--- Start ---

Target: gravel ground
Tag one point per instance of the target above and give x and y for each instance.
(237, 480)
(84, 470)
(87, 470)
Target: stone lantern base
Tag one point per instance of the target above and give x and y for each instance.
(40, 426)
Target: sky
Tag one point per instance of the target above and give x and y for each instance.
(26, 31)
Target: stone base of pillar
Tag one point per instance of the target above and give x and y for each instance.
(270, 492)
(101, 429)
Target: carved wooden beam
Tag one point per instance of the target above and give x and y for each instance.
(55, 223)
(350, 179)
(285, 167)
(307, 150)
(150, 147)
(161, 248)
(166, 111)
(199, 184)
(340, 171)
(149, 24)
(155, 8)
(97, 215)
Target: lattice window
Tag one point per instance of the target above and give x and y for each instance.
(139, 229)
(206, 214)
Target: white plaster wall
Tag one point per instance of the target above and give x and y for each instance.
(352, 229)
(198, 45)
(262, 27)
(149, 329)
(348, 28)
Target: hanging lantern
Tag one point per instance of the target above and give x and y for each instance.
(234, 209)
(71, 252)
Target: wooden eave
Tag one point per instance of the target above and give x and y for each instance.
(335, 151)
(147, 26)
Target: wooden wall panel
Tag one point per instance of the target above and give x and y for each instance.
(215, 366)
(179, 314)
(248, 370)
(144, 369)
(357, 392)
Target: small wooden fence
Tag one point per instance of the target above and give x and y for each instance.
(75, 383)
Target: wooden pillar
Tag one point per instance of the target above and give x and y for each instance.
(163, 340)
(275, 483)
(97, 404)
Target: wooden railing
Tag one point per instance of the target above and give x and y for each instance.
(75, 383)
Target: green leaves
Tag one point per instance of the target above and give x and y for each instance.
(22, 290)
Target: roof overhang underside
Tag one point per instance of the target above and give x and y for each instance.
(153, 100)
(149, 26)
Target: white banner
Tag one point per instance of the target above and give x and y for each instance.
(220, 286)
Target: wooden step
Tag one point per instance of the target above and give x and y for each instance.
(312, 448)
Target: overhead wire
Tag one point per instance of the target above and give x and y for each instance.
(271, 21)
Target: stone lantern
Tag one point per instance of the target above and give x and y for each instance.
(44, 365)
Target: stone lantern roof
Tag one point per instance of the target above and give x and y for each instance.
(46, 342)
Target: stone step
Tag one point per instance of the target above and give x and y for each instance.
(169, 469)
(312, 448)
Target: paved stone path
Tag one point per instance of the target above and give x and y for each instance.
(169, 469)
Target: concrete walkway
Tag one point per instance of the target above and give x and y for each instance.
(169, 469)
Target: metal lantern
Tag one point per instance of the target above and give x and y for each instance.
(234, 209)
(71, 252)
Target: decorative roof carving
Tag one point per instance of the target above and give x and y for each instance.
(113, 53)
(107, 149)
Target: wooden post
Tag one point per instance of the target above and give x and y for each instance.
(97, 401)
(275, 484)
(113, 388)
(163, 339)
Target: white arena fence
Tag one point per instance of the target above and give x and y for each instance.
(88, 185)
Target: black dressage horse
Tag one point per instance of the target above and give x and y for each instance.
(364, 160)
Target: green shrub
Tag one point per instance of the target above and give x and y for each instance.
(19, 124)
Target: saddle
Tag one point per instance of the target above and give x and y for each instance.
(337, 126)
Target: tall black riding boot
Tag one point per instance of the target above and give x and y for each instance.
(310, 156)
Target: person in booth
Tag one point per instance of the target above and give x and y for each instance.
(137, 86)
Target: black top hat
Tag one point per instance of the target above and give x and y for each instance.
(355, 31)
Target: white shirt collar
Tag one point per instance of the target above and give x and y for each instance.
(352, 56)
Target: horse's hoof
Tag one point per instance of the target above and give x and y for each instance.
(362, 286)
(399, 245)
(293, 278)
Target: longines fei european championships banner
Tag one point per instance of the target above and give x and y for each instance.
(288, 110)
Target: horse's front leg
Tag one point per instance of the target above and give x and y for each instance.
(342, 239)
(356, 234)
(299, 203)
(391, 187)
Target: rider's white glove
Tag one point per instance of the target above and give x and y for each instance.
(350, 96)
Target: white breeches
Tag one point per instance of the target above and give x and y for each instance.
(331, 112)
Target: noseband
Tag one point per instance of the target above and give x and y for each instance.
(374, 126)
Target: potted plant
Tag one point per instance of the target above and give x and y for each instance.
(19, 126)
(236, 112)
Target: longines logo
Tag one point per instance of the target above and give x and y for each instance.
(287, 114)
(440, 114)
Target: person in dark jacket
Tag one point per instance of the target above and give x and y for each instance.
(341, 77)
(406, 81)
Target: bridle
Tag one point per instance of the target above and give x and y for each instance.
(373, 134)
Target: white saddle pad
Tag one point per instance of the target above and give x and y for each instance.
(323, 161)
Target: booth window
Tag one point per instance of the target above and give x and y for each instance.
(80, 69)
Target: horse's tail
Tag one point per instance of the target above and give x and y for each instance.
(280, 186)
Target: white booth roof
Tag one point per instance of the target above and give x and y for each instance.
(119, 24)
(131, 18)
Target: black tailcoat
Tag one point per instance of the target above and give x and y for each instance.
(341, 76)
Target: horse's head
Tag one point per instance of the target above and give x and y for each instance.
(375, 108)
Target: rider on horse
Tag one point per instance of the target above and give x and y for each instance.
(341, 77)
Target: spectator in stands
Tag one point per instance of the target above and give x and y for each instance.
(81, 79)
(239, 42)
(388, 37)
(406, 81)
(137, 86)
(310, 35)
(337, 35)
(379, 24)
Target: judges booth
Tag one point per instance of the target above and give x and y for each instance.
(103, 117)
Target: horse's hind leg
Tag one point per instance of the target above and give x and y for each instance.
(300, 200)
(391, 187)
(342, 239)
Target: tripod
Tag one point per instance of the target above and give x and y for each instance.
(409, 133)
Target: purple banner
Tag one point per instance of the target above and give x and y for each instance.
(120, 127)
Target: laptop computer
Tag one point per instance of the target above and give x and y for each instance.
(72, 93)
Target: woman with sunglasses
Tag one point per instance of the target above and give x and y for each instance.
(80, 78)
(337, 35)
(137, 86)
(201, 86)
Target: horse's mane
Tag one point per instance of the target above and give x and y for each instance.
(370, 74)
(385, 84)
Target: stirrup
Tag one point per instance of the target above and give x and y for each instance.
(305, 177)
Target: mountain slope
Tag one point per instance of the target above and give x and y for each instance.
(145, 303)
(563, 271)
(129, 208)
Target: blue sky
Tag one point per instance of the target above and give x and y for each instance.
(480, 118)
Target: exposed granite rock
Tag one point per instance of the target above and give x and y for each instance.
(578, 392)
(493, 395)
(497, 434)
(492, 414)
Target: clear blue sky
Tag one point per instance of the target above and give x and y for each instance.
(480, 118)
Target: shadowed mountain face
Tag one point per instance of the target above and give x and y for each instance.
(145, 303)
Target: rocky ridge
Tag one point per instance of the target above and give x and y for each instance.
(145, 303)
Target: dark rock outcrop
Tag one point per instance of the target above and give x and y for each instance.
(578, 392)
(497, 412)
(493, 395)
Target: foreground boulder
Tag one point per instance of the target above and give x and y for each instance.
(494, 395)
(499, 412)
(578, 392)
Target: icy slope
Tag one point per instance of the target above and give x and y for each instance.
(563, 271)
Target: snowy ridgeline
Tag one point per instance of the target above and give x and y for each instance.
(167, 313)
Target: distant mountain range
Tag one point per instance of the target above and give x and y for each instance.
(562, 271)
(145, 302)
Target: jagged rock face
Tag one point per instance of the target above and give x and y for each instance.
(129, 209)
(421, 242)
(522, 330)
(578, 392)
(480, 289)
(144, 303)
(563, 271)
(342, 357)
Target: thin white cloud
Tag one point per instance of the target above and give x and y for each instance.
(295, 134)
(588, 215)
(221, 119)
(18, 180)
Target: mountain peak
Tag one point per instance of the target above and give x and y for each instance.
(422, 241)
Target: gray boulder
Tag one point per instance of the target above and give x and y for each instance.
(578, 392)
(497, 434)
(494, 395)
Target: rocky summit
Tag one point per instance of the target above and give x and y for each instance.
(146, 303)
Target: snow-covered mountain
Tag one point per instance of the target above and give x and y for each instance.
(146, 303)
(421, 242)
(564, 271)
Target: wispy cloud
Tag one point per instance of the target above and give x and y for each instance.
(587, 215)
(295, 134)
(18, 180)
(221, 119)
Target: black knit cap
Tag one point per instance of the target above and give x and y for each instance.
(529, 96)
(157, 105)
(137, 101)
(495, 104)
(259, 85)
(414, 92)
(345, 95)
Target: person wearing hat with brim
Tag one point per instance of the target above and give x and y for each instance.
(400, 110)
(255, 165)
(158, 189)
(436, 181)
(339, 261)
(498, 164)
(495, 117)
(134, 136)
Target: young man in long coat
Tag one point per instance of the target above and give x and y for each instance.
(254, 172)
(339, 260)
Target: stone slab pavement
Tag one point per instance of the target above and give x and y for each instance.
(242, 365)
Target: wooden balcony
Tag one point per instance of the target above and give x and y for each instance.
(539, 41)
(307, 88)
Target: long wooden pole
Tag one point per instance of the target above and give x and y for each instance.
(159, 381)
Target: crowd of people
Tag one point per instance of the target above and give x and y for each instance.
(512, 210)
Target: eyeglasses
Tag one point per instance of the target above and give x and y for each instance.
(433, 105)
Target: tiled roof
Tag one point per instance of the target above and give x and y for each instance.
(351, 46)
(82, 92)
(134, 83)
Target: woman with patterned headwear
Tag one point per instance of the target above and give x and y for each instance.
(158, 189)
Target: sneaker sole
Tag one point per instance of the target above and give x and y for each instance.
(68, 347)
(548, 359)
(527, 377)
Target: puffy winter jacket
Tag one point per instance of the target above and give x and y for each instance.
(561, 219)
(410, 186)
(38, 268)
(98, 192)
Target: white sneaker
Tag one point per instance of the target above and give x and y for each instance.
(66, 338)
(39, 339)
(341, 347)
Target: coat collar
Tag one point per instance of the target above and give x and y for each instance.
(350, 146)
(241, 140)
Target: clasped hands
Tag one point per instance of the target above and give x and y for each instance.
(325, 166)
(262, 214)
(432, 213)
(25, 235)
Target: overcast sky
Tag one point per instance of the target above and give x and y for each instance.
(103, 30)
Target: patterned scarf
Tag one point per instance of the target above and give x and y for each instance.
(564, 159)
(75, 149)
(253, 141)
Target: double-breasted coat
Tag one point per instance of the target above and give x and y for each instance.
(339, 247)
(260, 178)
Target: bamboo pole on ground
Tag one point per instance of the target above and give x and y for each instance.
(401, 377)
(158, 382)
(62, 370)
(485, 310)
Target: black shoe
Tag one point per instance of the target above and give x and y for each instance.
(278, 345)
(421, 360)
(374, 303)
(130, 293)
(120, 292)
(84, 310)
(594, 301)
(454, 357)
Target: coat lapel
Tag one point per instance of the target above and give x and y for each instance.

--- End ---

**Aim of the task:**
From the line containing "Target: woman with patterned headwear" through the final line of the listing above, retype every line exactly; leave out everything else.

**Result of this exercise:**
Target: woman with patterned headwear
Tag one point per instance of the target above and give x and y for each instance.
(158, 189)
Target: sneaker sole
Tag one point per instance of the target above and give x and y for each instance.
(68, 347)
(548, 359)
(527, 377)
Target: puffy winter jacket
Tag one point per instance of the target above and give x and y for each instance.
(561, 219)
(410, 186)
(38, 268)
(98, 192)
Target: white sneaker
Tag one point per instance of the target above and give x and y for each instance.
(66, 338)
(39, 339)
(341, 347)
Target: coat collar
Tag one point per instance of the target above and give x and y for each instance.
(350, 146)
(241, 140)
Target: clasped hands
Tag one point per instance of the target above and give x and y for each instance.
(325, 166)
(262, 214)
(432, 213)
(25, 235)
Target: overcast sky
Tag one point per instance of the target above and give x and y for each instance.
(103, 30)
Target: patterned scarf
Tag one point per instance of the target above and give x and y for each instance.
(564, 159)
(75, 149)
(253, 141)
Target: double-breasted coat
Tag one point per instance of the target above and give x and y for each instance.
(339, 247)
(260, 178)
Target: bamboo pole on ground
Tag one point per instance of the target above and give x and y for each instance.
(401, 377)
(158, 382)
(62, 370)
(485, 310)
Target: black shoe
Tag one point per instance of the target above and give x and y for each instance.
(278, 345)
(421, 360)
(374, 303)
(130, 293)
(120, 292)
(84, 310)
(594, 301)
(454, 357)
Target: coat lapel
Tag one point per instance of the target above and give x and y for each instance.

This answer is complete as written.